» **Objective**: Rewrite every line of the material below as a JSON array of strings, one string per line, and omit any blank lines.

» **Dataset**:
★ ★ ★

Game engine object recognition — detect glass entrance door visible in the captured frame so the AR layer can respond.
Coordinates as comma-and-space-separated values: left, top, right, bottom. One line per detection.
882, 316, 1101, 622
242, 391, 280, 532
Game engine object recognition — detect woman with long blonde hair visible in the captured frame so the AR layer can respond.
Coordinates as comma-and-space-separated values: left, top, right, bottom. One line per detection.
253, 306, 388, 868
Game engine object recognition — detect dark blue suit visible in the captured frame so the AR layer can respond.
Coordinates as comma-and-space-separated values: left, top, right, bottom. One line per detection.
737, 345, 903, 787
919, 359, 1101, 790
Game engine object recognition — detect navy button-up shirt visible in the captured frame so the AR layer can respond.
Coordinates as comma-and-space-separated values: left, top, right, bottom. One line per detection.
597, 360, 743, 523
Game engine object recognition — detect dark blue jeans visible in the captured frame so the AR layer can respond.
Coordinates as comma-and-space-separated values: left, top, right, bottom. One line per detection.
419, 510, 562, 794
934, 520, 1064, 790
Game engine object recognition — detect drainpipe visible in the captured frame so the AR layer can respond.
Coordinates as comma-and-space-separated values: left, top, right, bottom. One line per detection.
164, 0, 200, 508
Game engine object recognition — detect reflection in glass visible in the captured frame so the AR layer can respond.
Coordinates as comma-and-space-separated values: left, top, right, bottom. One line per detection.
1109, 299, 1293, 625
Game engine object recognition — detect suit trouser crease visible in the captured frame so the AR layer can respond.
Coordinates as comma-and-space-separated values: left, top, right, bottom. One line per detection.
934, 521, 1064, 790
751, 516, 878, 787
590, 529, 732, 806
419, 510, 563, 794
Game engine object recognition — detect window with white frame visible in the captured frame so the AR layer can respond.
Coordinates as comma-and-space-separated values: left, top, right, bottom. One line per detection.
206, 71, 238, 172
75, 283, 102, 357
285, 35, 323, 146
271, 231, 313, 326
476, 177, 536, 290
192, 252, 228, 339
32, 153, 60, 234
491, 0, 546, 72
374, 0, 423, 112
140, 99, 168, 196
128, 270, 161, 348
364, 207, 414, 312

★ ★ ★

» **Answer in full**:
[
  "Game engine object recognition — detect glass entrance door visible in the captured frame so the AR layer can respond.",
  "Coordinates as comma-and-space-separated values: left, top, right, bottom. One line per detection.",
  "882, 316, 1101, 622",
  "242, 391, 280, 532",
  "Game engine object recognition — detect woman with long blonde hair visible in the captured frame so the AR layer can respond.",
  "Coordinates as comma-and-space-separated values: left, top, right, bottom. One line per detection.",
  "253, 306, 388, 868",
  "Game engine object recognition — detect dark blue suit visible in the captured frame so the AR layer can respond.",
  "Coordinates as comma-and-space-separated values: left, top, right, bottom. One line per detection.",
  "737, 345, 903, 787",
  "919, 359, 1101, 790",
  "Game engine object recognition — detect navy button-up shirt visible in the captured frame so the AR layer can respond.",
  "Coordinates as comma-and-space-separated values: left, top, right, bottom. One line per detection.",
  "597, 360, 743, 523",
  "Game engine object recognition — detect dark blue jeans visible in the captured frame so the AR layer can respond.",
  "Coordinates as comma-and-space-separated values: left, top, right, bottom. One line per detection.",
  "419, 510, 562, 794",
  "934, 520, 1064, 790",
  "Game engine object recognition — detect drainpipe visible in the captured frame so the AR layer can respond.",
  "Coordinates as comma-and-space-separated values: left, top, right, bottom. One line per detection.",
  "164, 0, 200, 508",
  "Game engine object recognition — detect reflection in glass visible in the captured frame so the AR layer can respond.",
  "Coordinates as comma-and-space-separated values: left, top, right, bottom. One line per detection.",
  "1109, 299, 1293, 625",
  "Game engine object recognition — detect suit trouser crease visible in the captured frame so the AR layer can respond.",
  "Coordinates as comma-and-space-separated values: left, top, right, bottom. One line per detection.",
  "934, 521, 1064, 790",
  "751, 516, 878, 787",
  "590, 529, 732, 806",
  "419, 510, 563, 794",
  "Game engine object recognition — detect window with white frame visible in the captured frame so the AR layer can respond.",
  "Coordinates as comma-and-space-separated values: left, top, right, bottom. One line per detection.",
  "206, 71, 238, 172",
  "75, 283, 102, 357",
  "285, 35, 323, 146",
  "271, 231, 313, 326",
  "476, 177, 536, 290",
  "192, 252, 228, 339",
  "32, 153, 60, 234",
  "491, 0, 546, 72",
  "374, 0, 423, 112",
  "140, 99, 168, 196",
  "128, 270, 161, 348",
  "364, 207, 414, 312"
]